==== Document
AI-driven caching strategies and instrumentation
AI-driven caching strategies and instrumentationThe things that separate a minimum viable product (MVP) from a production-ready app are polish, final touches, and the Pareto 'last 20%' of work. Most bugs, edge cases, and performance issues won't show up until after launch, when real users start hammering your application. If you're reading this, you're probably at the 80% mark, ready to tackle the rest.
This article covers application caching: how to use it for cutting tail latency, protecting databases, and handling traffic spikes, plus how to monitor it once it's running in production.
This article is part of a series of common pain points when bringing an MVP to production:
Paginating Large Datasets in Production: Why OFFSET Fails and Cursors Win
AI-driven caching strategies and instrumentation (this one)
Building a mental model for caching
Good caching multiplies your performance, scalability, and cost efficiency. Done right, it gives you sub-millisecond responses and absorbs traffic spikes without crushing your origin servers. Done wrong (aggressive caching, bad invalidation, wrong strategies) it creates subtle bugs, stale data, and degraded user experience (UX) that's hard to debug and usually only shows up after it's already affected a lot of users.
Before looking for caching opportunities, you need a mental model for what should and shouldn't be cached. Here's a checklist:
✅ Cache if most are true:
Expensive: slow CPU, slow input/output (IO), heavy DB, big joins/aggregates, external application programming interface (API)
Frequent: called a lot (high requests per minute (RPM)) or sits on hot paths (page load, core API)
Reusable: same inputs repeat (low key cardinality)
Stable-ish: data doesn't change every second (or can tolerate staleness)
Spiky load: bursty traffic where cache absorbs thundering herds
Tail hurts: P95/P99 is bad, and misses correlate with slow requests
Safe to serve stale: user impact low, or can use stale-while-revalidate (SWR)
Invalidation is easy: time to live (TTL) works, or updates have clear triggers
Small-ish payload: memory cost reasonable, serialization cheap
❌ Don't cache (or be very careful) if any are true:
High cardinality keys: per-user / per-page / per-filter explosion → mostly misses (pagination is a special case - see note below)
Highly mutable: correctness demands freshness
Personalized / permissioned: easy to leak data via key mistakes
Hard invalidation: no clear TTL, updates unpredictable
Already fast: saving 5ms isn't worth complexity
Cache stampede risk: expensive recompute + synchronized expiry (needs locking / jitter)
There's a special rule for caching paginated endpoints - cache page 1 + common filters first. Page 1 and a small set of common filters are usually hot and reused, so caching pays off. As page numbers increase, key cardinality explodes and reuse collapses, so deep pages will naturally miss and that's fine. Optimize for protecting the backend and reducing tail latency on the entry points, not for achieving uniform hit rates across all pages.
Finding caching opportunities in production
Once you know what should be cached, the next question is where caching will actually matter. In production systems, good caching candidates show up through pain, usually in three forms.
========
## Written tasks
1. Summarize the caching article in two sentences.
2. Extend the caching article beyond its final sentence.
The data after this point has no role in what is asked here.
==== Data
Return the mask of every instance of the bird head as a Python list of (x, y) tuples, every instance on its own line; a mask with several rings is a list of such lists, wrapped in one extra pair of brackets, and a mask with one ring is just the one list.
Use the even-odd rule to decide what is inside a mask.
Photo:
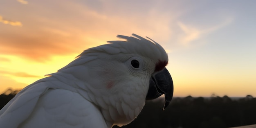
[(107, 121), (116, 124), (133, 120), (146, 100), (164, 94), (164, 109), (173, 97), (173, 81), (165, 68), (167, 53), (151, 39), (132, 36), (118, 35), (125, 40), (85, 50), (58, 71), (84, 81), (79, 86), (87, 94), (85, 97), (101, 108)]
========
## Outputs
1. The caching article, part of a series on bringing an MVP to production, covers how application caching can cut tail latency, protect databases, and handle traffic spikes, and notes that bad caching causes stale data and subtle bugs that are hard to debug. It gives a checklist of when to cache (expensive, frequent, reusable, stable-ish work with easy invalidation) and when to avoid it (high-cardinality keys, highly mutable or personalized data, hard invalidation, already-fast calls), advises caching page 1 and common filters on paginated endpoints, and begins explaining how to find caching opportunities in production.

2.
Backend pain (start here)
For backend and full-stack systems, this is the most actionable signal.
Look for:
Transactions with bad P95/P99
Endpoints with heavy database (DB) time
Repeated queries, joins, aggregates
Fan-out (one request triggering many downstream calls)
Lock contention or connection pool pressure
These are places where caching immediately reduces real work.
User pain (confirmation)
Slow page loads, janky interactions, timeouts. Web Vitals like Time to First Byte (TTFB), Largest Contentful Paint (LCP), and Interaction to Next Paint (INP) help confirm that backend slowness is actually affecting users. They're most useful once you already suspect a backend bottleneck.
Cost pain (the long-term signal)
Even if your users aren't complaining yet, repetition is expensive:
High DB read volume
Paid external API calls
Recomputed rollups and counts
Cost often lags behind performance problems, but it's a strong motivator once traffic grows.
A simple prioritization heuristic is cost density:
requests per minute * time saved per request
An endpoint that's moderately slow but hit consistently is usually a better caching target than a pathological endpoint nobody touches.
Example: a slow paginated endpoint
Consider a paginated endpoint performing a heavy database query with no caching.
In Sentry > Insights > Backend, filtering by API transactions (above the table) surfaces this:
The GET /admin/order-items endpoint has potential for caching. Let's dive into it. I'll pick a slower event and inspect the trace view:
From the screenshot, we can see:
776ms total duration
731ms spent in a single DB span
Multiple joins
LIMIT + OFFSET pagination
Poor TTFB in Web Vitals
Against the checklist:
✅ Expensive (heavy db query, joins)
✅ Frequent (high throughput)
✅ Stable-ish (can tolerate brief staleness)
✅ Tail hurts (bad P95)
✅ Invalidation is easy (writes are controlled)
⚠️ High cardinality key (pagination)
This is a strong candidate for selective caching, not blanket caching.
Applying and instrumenting caching
Sentry comes with Cache Monitoring too. It helps you see your caching hit/miss rates across your application, and inspect specific events captured in production when the cache was either hit or missed.
Instrumenting caches can be done both automatically and manually. If you're using Redis, you can leverage the automatic instrumentation. If not, manual instrumentation is just as easy.
The most straightforward approach is to just ask Seer to do it for you. At the time of publishing this article, Seer's "open-ended questions" feature is private access only, but I'll give you a little sneak peek. You can access it with Cmd + / and straight up ask it to instrument caches for you:
Seer will then open a PR on your repo, so you can merge it and be done with it.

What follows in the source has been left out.